LIQUIDITY AND CAPITAL RESOURCES (continued):

 

Cash dividends paid by the parent company to its common stock shareholders are declared by the board of directors of the Corporation and depend on a variety of factors, including operating results and financial condition, liquidity, regulatory capital limitations and other factors. The dividend for the third quarter of 2005 may be limited by a covenant in the merger agreement with Bank of the West if the Corporation does not meet certain earnings requirements. This covenant limits the 2005 third quarter dividend not to exceed the lesser of (i) $.145 per share or (ii) an amount per share equal to the quotient obtained by dividing (a) 50% of the Corporation’s average net income for the quarters ended June 30, 2005 and September 30, 2005 by (b) the number of common shares outstanding at the dividend record date; determined in each case without regard to any expenses or costs associated with or arising as a result of transactions contemplated by the merger agreement or any non-recurring charges that would not reasonably be expected to have been incurred had the transactions contemplated by this merger agreement not occurred. The Corporation does not anticipate that the planned 2005 third quarter dividend will be affected by this limitation. In addition, the Corporation may declare and pay a special cash dividend of $.50 per share to common stock shareholders of record and holders of outstanding stock options immediately prior to the completion of the planned merger with Bank of the West in the fourth quarter of 2005. Payments of cash dividends totaled $5.3 million and $10.6 million, respectively, for the three and six months ended June 30, 2005, compared to $5.1 million and $10.3 million for the respective 2004 periods.

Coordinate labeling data
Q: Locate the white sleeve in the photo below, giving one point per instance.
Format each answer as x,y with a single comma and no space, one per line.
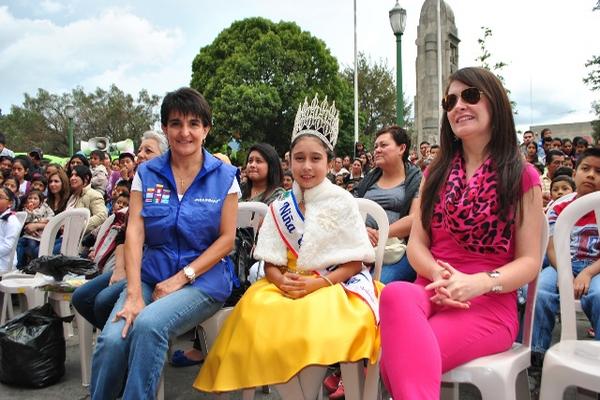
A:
235,188
136,184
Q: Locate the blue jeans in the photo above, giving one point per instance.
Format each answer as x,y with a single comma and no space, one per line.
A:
96,299
138,359
28,249
400,271
547,305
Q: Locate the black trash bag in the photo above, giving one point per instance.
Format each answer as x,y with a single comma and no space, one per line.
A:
58,266
242,259
32,348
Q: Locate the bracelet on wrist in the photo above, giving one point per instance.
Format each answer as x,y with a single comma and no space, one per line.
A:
326,279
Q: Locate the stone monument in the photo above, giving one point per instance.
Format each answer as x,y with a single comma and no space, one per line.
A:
427,99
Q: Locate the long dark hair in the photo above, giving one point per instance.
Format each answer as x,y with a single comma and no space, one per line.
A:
502,147
274,173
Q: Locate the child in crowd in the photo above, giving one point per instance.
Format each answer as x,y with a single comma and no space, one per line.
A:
585,260
37,211
288,180
39,182
9,229
305,314
122,187
560,186
99,172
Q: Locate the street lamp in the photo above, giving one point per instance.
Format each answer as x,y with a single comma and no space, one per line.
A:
398,22
70,111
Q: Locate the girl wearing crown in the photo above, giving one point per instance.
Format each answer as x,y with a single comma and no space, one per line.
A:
317,304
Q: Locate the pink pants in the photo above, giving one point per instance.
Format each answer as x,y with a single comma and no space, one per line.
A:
420,340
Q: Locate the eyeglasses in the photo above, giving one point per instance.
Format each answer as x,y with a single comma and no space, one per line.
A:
469,95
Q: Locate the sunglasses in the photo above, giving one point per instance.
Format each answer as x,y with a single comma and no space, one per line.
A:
469,95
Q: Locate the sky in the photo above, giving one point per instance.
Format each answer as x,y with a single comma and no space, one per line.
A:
144,44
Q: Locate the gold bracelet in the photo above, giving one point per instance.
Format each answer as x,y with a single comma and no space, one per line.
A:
326,279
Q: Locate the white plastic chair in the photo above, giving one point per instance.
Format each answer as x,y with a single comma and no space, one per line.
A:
21,216
502,376
570,362
74,222
250,215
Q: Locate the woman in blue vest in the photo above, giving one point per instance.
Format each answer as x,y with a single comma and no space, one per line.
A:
182,220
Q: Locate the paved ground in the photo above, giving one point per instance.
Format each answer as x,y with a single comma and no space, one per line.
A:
178,381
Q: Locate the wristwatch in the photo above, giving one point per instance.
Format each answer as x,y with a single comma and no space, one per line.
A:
189,273
495,275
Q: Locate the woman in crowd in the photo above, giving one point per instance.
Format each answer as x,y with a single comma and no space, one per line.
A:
83,196
96,299
471,244
10,229
76,160
183,209
394,185
59,191
304,306
263,173
20,170
531,153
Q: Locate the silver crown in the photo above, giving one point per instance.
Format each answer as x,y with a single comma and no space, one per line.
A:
319,120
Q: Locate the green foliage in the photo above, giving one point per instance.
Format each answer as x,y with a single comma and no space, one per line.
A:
41,120
485,61
376,97
256,73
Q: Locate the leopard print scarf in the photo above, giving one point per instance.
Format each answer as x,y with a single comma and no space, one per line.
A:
468,210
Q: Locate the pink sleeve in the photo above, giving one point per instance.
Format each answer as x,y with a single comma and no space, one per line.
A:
530,178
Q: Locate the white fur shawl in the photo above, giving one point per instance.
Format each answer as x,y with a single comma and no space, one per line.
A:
334,231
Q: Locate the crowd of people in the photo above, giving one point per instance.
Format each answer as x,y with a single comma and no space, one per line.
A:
461,219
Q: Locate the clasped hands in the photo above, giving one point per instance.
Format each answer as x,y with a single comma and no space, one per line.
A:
453,288
296,286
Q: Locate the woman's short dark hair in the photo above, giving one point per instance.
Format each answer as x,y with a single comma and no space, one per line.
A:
98,153
84,173
502,147
186,101
399,135
274,171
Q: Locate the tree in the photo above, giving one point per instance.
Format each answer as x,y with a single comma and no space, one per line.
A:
485,61
593,81
257,72
376,96
41,120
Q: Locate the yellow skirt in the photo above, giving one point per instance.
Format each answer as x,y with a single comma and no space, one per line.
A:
269,338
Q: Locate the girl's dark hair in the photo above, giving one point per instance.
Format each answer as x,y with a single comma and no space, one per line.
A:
274,172
37,193
99,153
187,101
11,196
502,147
564,178
330,153
400,137
63,195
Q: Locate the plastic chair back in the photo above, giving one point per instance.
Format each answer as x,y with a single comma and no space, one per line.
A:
369,207
74,221
562,239
21,216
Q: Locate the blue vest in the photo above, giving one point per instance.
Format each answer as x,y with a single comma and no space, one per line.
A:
177,232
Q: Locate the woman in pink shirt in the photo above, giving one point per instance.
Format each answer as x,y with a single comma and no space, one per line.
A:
471,244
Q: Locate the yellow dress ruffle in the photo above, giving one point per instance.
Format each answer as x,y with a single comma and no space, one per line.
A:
269,338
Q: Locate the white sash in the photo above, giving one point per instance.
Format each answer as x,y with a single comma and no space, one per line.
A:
289,222
290,225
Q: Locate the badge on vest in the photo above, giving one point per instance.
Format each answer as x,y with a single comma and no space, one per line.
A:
157,194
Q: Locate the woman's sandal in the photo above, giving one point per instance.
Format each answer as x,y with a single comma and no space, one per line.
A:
180,360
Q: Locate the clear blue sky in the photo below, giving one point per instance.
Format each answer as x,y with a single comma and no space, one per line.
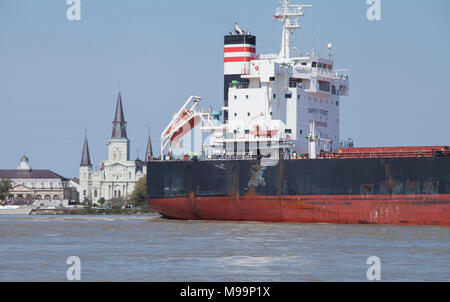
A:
58,76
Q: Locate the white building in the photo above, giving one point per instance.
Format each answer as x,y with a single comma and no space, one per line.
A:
30,184
118,174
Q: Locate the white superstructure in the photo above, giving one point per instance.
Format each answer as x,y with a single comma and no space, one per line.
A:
272,99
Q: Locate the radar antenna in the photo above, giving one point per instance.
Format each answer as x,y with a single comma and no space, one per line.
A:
288,14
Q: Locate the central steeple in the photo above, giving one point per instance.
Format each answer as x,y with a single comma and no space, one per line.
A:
119,123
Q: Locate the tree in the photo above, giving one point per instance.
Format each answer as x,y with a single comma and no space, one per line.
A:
5,187
139,195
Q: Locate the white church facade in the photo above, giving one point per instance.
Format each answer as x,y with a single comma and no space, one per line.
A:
117,176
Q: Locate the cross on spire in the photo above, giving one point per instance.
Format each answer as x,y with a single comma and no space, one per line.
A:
85,157
119,123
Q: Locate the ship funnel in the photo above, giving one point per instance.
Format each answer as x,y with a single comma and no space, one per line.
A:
238,29
239,50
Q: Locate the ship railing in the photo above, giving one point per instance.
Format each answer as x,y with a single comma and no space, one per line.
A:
342,74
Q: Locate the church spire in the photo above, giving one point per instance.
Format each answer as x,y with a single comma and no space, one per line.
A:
149,152
85,157
119,123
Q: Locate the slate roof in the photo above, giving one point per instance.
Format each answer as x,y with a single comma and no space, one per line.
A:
29,174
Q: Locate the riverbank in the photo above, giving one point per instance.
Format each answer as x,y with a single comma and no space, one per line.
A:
91,211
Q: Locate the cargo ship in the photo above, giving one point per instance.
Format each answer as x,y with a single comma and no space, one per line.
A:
276,155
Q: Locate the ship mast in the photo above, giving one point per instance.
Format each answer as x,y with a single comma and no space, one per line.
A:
288,14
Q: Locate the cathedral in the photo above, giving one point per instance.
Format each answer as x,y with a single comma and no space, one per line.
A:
117,175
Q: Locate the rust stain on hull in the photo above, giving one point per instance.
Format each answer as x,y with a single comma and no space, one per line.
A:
343,209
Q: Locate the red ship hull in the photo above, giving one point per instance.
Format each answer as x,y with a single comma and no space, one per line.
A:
343,209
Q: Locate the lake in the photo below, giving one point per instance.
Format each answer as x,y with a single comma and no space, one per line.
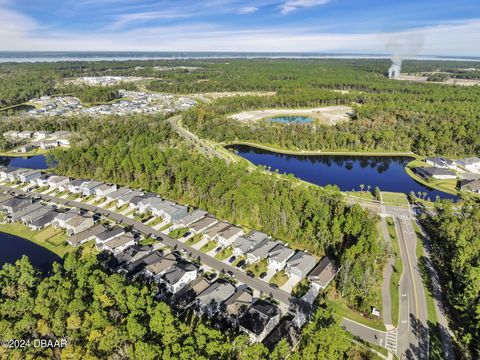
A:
38,162
14,247
347,172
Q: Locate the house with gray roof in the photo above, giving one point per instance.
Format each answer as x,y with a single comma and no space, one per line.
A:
15,204
190,218
261,251
227,236
203,224
259,320
245,243
109,234
323,273
278,256
212,233
300,264
118,244
210,300
87,235
179,275
114,195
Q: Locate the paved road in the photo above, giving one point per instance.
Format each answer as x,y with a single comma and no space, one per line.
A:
413,334
254,283
442,322
387,274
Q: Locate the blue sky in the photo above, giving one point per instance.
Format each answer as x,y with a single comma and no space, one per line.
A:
411,27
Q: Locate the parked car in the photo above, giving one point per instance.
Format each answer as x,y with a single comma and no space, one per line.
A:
241,263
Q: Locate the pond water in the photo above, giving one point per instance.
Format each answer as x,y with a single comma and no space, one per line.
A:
38,162
347,172
291,119
14,247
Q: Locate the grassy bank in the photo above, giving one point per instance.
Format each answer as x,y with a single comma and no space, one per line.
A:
50,238
275,148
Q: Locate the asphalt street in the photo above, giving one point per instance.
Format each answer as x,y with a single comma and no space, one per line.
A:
254,283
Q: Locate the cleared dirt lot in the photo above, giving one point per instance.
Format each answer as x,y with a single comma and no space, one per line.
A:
328,115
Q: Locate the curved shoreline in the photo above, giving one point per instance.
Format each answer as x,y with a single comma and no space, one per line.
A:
320,152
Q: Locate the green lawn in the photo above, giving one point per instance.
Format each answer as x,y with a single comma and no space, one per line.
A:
178,233
279,278
341,308
194,239
396,199
225,253
258,267
208,246
397,272
50,238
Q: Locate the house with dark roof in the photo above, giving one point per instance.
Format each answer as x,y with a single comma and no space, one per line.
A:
323,273
109,234
300,264
245,243
259,320
435,173
210,300
179,275
278,256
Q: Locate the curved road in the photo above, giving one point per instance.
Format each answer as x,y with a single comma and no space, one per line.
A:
257,284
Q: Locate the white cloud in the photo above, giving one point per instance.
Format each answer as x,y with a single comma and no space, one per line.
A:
292,5
248,10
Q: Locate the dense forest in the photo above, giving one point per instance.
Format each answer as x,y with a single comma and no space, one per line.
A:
144,152
102,316
455,239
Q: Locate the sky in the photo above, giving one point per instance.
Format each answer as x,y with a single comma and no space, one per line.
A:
404,27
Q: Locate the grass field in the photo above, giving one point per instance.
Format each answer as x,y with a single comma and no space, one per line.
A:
396,199
50,238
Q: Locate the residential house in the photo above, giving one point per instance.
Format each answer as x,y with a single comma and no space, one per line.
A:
43,221
29,175
15,204
261,251
190,218
238,303
212,233
76,186
259,320
179,275
227,236
202,225
210,300
278,256
87,235
156,270
88,188
245,243
435,173
58,182
114,195
470,185
300,264
323,273
109,234
78,223
103,190
471,164
118,244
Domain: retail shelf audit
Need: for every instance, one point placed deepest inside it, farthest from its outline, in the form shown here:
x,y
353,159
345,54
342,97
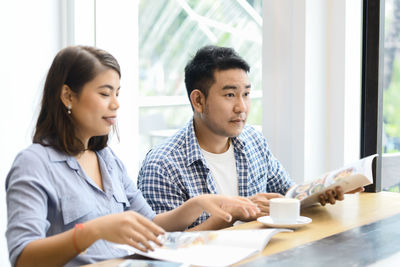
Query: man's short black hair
x,y
199,71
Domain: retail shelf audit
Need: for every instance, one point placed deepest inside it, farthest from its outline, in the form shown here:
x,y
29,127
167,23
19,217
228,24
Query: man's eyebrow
x,y
230,87
107,86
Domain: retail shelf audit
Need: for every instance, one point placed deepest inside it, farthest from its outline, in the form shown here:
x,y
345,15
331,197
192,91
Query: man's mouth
x,y
110,120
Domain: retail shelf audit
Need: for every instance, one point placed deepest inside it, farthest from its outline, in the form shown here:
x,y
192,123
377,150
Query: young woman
x,y
68,195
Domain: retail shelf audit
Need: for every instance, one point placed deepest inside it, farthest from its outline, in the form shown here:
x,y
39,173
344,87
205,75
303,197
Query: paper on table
x,y
210,248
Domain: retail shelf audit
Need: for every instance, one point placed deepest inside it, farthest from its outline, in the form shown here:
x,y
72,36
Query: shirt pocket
x,y
258,184
121,199
75,209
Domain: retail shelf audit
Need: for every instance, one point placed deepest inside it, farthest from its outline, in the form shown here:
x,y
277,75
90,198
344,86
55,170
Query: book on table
x,y
209,248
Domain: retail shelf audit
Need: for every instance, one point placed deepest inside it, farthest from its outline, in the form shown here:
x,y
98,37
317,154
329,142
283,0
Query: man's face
x,y
227,103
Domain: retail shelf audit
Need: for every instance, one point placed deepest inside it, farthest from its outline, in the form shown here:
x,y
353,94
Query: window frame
x,y
372,85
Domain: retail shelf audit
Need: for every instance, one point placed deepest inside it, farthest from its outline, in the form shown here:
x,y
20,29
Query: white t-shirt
x,y
223,170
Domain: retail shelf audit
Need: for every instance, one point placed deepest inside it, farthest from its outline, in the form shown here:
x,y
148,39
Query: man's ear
x,y
198,100
66,95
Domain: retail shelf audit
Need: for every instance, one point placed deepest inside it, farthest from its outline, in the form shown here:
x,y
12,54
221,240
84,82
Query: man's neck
x,y
208,140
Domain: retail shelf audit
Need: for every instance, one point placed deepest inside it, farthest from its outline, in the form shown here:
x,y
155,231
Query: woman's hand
x,y
226,207
128,228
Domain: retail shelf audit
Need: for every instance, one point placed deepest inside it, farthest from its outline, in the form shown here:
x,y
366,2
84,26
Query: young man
x,y
216,152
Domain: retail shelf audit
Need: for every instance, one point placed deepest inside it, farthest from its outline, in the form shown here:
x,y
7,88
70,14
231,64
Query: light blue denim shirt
x,y
48,193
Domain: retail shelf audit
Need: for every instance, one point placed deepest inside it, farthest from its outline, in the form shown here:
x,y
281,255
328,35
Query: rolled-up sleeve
x,y
27,195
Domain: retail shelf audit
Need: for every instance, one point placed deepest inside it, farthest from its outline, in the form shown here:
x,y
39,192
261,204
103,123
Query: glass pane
x,y
391,98
170,32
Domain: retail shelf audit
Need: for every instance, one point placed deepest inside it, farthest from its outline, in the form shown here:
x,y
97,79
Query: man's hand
x,y
330,196
262,201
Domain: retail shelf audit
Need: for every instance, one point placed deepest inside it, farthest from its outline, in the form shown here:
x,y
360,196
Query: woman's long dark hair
x,y
73,66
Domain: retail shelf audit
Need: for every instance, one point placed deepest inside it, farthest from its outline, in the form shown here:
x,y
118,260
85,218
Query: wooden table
x,y
355,211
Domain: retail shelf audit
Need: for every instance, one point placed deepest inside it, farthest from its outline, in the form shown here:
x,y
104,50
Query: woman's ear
x,y
198,100
66,96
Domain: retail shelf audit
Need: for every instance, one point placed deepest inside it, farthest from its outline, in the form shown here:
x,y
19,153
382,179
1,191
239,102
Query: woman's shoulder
x,y
33,153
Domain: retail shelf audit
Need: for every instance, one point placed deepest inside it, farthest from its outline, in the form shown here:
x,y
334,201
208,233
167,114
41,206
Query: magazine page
x,y
209,248
348,177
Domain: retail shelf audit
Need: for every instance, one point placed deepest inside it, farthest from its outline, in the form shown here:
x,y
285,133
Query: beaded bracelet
x,y
80,227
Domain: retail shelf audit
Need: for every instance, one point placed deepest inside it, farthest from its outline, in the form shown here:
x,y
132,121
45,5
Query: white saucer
x,y
267,220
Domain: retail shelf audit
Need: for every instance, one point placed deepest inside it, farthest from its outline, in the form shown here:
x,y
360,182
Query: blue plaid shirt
x,y
176,170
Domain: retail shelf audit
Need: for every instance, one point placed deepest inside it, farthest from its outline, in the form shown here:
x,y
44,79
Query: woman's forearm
x,y
57,250
179,218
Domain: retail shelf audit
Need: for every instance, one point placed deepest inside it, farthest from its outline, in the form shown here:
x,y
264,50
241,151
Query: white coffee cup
x,y
284,210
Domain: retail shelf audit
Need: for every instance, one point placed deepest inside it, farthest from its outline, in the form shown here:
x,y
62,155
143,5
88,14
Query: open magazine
x,y
209,248
348,177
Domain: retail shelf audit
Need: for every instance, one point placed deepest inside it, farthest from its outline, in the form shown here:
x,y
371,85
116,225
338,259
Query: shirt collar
x,y
193,151
57,156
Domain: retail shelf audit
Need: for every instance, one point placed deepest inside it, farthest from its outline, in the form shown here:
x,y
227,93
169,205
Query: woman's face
x,y
95,110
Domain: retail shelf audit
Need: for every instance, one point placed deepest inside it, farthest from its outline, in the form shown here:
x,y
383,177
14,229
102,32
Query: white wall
x,y
312,83
30,38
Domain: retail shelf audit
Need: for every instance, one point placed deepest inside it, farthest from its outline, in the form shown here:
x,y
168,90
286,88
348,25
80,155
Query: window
x,y
170,32
391,93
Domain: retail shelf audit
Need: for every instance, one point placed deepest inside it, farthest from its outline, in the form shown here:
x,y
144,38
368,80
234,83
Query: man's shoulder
x,y
173,146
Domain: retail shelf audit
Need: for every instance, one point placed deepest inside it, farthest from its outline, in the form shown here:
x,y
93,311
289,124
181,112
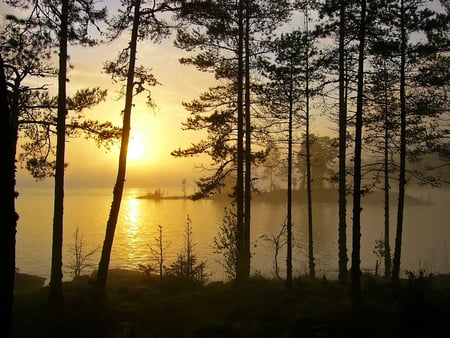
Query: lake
x,y
425,240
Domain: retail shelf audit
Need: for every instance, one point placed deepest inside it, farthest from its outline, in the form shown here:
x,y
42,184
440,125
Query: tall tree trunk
x,y
120,180
56,275
289,185
356,230
342,227
8,219
312,272
248,143
240,264
387,247
402,169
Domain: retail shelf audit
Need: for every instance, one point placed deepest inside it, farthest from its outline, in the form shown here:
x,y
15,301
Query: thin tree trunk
x,y
289,186
356,230
402,173
312,272
240,273
120,180
8,220
342,227
248,143
56,275
387,247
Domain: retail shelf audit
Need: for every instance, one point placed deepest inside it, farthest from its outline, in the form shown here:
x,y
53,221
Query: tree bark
x,y
387,247
289,185
56,275
342,227
248,143
356,229
402,168
240,264
9,217
120,180
312,272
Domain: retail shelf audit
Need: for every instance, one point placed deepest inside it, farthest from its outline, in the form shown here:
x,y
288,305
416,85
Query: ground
x,y
139,306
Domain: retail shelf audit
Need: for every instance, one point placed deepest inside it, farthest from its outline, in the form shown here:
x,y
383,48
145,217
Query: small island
x,y
158,195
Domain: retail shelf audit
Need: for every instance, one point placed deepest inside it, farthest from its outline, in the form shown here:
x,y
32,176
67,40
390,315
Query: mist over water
x,y
425,239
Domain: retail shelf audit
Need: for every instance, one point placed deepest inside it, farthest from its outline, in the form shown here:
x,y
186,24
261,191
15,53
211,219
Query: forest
x,y
376,70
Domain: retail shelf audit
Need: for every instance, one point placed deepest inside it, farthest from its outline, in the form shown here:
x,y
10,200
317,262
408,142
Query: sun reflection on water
x,y
132,227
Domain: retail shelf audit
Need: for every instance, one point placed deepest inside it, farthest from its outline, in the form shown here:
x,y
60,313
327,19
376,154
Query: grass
x,y
137,306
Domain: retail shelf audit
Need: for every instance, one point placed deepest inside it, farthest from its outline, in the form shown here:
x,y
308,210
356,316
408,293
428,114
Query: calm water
x,y
425,241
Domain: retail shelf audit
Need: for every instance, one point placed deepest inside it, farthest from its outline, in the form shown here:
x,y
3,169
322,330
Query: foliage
x,y
225,242
80,259
186,266
278,241
157,257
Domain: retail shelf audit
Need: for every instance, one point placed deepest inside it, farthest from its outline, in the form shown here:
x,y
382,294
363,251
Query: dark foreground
x,y
138,307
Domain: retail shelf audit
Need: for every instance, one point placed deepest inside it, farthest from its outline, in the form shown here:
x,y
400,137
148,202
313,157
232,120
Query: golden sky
x,y
154,133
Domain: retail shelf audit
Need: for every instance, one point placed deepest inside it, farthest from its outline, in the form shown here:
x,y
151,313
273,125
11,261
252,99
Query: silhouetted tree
x,y
63,23
356,228
339,24
435,27
9,217
225,242
145,24
225,32
323,158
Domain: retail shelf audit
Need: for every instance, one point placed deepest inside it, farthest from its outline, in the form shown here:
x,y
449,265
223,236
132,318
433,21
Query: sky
x,y
154,133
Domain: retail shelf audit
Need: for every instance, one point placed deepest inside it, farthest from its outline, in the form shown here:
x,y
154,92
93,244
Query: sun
x,y
136,147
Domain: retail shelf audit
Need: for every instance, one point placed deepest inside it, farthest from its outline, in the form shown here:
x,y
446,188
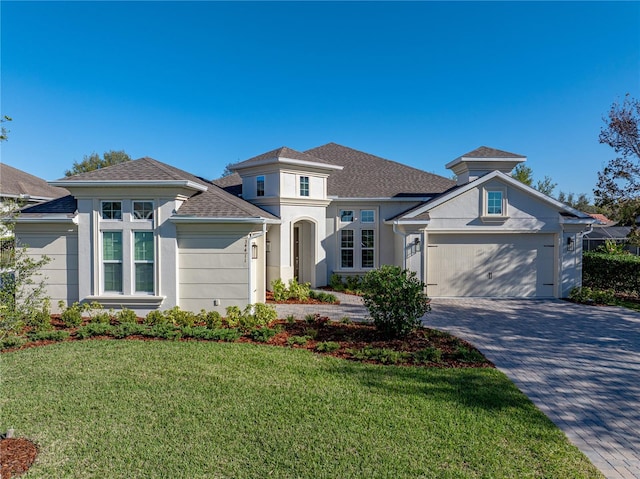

(THE EXERCISE)
Extend the liquidity and capital resources passage, starting right after its final sentence. The listing isn't needed here.

(THE RESULT)
 

The Bank’s primary sources of funds are (i) deposits, (ii) principal repayments on loans, mortgage-backed and investment securities, (iii) advances from the FHLB, and (iv) cash generated from operations. Net cash flows provided by operating activities totaled $39.6 million and $5.9 million, respectively, for the six months ended June 30, 2005 and June 30, 2004. Amounts fluctuate from period to period primarily as a result of activities relating to the timing of cash outlays for purchases and originations of loans for resale and the receipt of proceeds from the sales of mortgage loans held for sale. The volatility in cash flows associated with loans held for sale is affected by the timing of cash outlays for mortgage loan originations and purchases and the receipt of proceeds from the sales of mortgage loans. However, due to the cyclical pattern of mortgage loan activity (originations, purchases and sales) and the short period of time between the origination or purchase of the loans and the subsequent sale (generally, 60 days or less), the amount of funding necessary to sustain the mortgage banking operations does not significantly affect the Bank’s overall liquidity requirements.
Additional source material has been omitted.